• Exercise description: Please copy the lines below word for word, beginning at the line that contains "Task: in the photo above, where can the orange cordless" and stopping after the line that contains "x=444, y=512".

[Image object location entries]

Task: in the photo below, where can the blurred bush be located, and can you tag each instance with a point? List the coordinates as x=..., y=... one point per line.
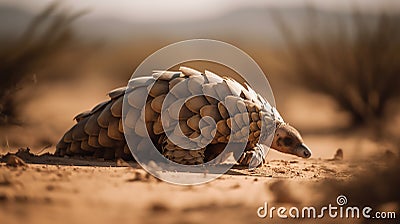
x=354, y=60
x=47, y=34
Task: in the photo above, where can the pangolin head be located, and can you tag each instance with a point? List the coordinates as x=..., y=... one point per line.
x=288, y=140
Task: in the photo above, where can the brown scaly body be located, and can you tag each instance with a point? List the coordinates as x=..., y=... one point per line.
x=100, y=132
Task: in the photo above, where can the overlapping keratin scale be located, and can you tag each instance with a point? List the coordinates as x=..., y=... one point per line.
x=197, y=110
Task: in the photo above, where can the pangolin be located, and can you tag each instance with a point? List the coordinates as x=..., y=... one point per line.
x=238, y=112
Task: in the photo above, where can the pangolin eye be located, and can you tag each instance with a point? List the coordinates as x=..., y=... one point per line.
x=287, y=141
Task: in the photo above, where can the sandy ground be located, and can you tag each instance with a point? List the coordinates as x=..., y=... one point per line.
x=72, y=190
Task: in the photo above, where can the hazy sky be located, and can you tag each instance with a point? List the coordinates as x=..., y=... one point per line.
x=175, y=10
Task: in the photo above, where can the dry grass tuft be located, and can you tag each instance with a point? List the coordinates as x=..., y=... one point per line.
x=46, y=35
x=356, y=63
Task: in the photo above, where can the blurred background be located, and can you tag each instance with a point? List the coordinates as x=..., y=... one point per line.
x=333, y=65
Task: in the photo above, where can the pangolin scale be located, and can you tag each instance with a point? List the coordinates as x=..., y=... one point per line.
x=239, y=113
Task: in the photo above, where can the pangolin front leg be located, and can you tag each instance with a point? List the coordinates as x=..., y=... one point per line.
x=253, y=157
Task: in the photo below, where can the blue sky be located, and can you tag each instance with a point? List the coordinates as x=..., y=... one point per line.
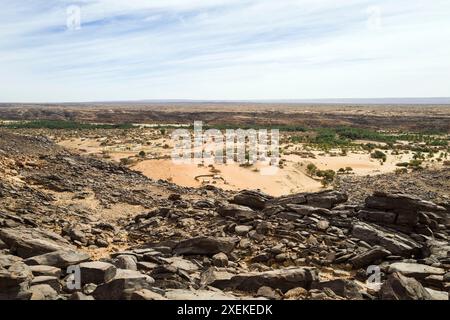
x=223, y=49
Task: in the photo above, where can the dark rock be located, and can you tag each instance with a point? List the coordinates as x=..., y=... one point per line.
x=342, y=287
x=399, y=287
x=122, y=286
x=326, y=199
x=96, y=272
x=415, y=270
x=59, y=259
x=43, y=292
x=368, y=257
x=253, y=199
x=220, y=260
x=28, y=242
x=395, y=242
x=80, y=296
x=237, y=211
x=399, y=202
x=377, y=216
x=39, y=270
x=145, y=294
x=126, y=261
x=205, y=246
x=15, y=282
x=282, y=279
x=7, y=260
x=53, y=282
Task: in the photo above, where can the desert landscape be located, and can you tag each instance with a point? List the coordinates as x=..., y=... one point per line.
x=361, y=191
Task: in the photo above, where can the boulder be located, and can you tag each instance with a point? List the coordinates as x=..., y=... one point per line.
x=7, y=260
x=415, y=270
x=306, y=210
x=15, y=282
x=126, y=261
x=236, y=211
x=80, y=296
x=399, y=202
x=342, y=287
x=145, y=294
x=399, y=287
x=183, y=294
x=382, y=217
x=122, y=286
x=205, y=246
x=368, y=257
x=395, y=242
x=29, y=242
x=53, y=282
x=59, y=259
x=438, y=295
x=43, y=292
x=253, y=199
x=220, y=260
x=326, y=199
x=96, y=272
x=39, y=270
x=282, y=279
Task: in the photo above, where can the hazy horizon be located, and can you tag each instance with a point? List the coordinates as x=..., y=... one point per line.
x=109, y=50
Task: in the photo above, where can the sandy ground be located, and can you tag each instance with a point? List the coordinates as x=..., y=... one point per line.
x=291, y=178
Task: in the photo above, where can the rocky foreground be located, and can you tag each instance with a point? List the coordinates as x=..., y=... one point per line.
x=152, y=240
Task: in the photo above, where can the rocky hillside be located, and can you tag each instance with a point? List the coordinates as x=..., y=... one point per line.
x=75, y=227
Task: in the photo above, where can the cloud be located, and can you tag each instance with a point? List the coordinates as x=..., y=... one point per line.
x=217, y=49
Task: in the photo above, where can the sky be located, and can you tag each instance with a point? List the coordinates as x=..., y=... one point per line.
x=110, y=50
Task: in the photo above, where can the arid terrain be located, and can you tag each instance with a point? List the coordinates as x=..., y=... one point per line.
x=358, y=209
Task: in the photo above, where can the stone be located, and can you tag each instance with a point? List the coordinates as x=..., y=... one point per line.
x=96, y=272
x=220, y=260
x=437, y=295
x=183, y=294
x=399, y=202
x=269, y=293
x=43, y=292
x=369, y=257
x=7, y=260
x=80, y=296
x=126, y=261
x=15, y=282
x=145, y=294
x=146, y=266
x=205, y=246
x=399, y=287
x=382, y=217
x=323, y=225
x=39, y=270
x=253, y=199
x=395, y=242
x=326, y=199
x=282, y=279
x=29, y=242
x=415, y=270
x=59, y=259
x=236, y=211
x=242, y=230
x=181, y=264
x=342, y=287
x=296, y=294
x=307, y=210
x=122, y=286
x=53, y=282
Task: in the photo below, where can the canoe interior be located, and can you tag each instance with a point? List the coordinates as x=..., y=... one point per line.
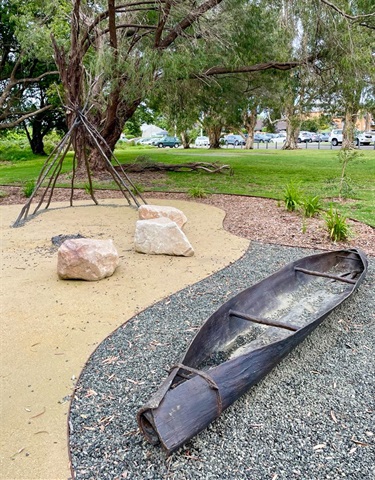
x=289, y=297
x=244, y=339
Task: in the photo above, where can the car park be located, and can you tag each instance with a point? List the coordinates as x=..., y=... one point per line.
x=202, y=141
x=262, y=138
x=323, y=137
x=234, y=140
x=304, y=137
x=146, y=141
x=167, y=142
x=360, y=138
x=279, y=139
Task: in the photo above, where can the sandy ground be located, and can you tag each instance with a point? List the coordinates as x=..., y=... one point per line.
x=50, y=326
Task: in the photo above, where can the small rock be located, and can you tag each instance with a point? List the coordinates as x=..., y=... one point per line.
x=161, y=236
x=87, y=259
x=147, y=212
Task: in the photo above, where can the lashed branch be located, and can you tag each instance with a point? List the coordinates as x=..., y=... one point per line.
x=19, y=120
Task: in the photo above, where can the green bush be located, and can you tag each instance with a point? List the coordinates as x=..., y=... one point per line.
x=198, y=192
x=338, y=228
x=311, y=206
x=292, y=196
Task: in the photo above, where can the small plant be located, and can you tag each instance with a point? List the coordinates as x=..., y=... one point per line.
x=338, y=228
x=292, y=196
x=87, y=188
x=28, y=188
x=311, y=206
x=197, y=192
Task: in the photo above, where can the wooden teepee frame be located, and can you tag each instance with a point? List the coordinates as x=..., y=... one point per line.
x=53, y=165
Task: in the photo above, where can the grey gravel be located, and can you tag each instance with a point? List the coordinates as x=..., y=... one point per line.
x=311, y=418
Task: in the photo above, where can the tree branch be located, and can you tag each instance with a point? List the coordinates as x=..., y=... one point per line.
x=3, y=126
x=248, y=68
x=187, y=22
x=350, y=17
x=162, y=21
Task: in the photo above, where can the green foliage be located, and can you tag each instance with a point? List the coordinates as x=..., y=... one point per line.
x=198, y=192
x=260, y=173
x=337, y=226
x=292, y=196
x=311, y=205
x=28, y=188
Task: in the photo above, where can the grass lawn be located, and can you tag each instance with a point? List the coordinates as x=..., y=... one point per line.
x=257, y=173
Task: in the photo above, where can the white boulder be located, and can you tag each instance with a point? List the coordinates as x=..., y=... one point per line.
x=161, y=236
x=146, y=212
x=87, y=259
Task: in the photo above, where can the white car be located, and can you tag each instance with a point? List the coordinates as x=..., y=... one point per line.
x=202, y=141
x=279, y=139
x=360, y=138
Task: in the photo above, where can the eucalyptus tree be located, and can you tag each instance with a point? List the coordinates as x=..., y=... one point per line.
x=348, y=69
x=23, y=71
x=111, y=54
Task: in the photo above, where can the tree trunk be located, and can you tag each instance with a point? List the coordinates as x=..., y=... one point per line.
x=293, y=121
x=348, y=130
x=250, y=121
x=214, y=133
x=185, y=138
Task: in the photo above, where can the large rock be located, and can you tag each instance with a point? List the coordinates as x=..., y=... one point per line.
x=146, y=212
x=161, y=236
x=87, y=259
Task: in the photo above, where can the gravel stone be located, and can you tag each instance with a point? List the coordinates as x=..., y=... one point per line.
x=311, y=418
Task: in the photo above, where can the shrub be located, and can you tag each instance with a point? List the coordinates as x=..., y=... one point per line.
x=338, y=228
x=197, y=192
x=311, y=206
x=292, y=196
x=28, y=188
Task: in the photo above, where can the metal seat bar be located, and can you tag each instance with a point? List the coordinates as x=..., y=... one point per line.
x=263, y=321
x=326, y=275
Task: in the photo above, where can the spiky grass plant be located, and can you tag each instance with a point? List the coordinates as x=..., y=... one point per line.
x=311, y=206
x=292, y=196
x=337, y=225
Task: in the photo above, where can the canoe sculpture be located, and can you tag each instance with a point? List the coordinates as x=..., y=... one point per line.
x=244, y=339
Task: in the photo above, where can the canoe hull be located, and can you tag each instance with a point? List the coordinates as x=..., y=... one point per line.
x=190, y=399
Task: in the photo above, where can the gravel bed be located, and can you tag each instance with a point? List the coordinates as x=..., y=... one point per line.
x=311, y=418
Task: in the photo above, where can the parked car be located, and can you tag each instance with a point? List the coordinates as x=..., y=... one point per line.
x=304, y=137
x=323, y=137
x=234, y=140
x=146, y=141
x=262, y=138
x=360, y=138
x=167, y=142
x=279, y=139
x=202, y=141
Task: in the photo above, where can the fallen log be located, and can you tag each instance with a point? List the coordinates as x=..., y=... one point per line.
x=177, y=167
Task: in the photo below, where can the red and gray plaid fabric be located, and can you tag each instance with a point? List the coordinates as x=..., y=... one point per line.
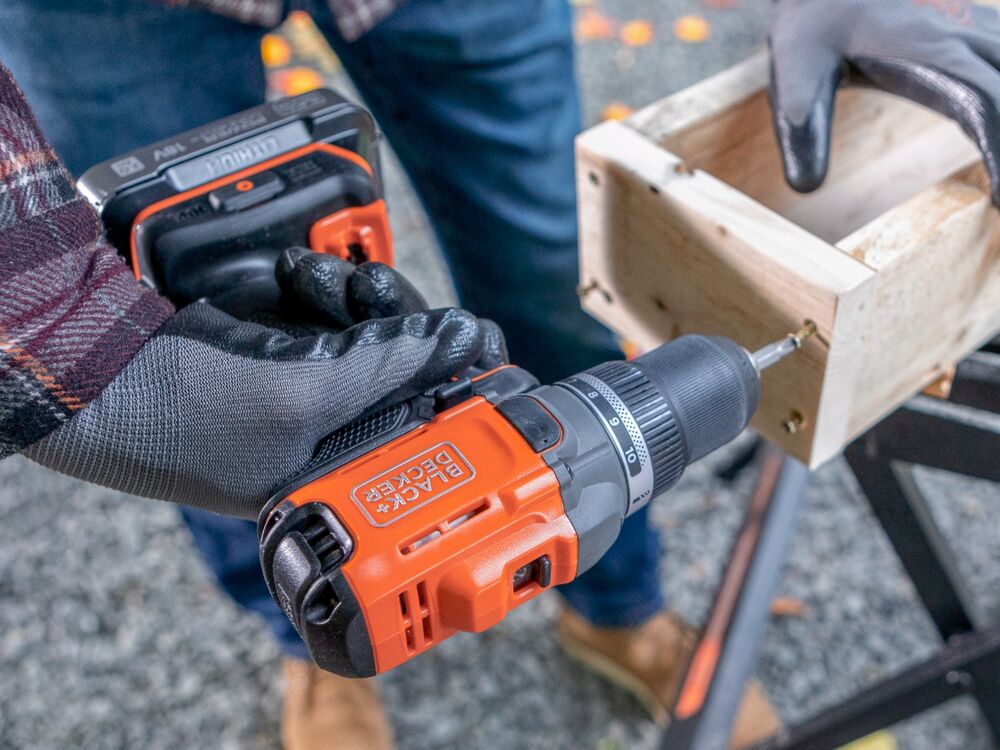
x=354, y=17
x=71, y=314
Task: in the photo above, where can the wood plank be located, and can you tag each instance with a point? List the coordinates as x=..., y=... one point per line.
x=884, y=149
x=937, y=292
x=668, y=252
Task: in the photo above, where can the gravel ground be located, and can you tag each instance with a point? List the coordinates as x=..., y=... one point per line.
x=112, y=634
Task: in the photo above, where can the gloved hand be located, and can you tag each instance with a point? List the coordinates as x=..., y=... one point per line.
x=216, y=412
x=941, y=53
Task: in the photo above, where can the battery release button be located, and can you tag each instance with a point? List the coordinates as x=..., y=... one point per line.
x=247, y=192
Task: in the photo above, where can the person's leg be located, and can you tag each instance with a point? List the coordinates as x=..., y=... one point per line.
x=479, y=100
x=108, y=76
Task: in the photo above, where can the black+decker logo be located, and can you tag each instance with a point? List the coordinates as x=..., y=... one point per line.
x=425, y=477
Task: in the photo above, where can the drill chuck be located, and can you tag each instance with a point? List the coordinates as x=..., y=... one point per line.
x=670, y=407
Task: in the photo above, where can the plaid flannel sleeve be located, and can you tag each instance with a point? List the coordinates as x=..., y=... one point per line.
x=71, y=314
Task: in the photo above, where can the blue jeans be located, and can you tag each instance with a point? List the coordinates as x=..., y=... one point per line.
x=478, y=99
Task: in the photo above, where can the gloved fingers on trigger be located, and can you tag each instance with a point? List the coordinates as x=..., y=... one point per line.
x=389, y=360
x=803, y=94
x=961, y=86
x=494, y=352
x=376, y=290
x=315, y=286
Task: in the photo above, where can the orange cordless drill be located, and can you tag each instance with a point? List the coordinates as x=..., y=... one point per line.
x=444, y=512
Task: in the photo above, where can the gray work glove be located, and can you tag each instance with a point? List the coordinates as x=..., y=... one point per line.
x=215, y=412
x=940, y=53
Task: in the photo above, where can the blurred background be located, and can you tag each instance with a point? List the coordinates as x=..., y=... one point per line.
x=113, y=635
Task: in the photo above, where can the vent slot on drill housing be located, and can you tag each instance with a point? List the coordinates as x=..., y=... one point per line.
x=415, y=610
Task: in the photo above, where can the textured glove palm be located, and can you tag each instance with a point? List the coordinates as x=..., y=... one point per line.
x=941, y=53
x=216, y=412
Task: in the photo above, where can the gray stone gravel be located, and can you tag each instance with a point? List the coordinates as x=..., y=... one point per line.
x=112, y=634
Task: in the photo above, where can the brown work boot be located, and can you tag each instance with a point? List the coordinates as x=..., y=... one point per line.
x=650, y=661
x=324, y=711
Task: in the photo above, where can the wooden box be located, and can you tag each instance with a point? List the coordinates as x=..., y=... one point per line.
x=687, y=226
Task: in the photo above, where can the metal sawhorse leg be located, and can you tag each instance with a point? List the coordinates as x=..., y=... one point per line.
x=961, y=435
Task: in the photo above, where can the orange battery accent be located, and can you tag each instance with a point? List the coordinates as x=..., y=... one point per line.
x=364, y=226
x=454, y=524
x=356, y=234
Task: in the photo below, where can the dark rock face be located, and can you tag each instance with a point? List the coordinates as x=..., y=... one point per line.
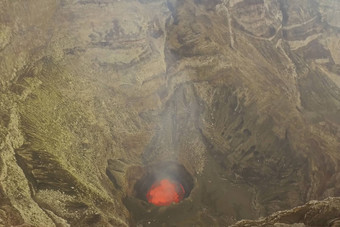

• Full solution:
Task: in the photo above, where can the orange cordless drill be located, and can you tag each instance with a point? List the coordinates as x=..., y=... one point per line.
x=444, y=512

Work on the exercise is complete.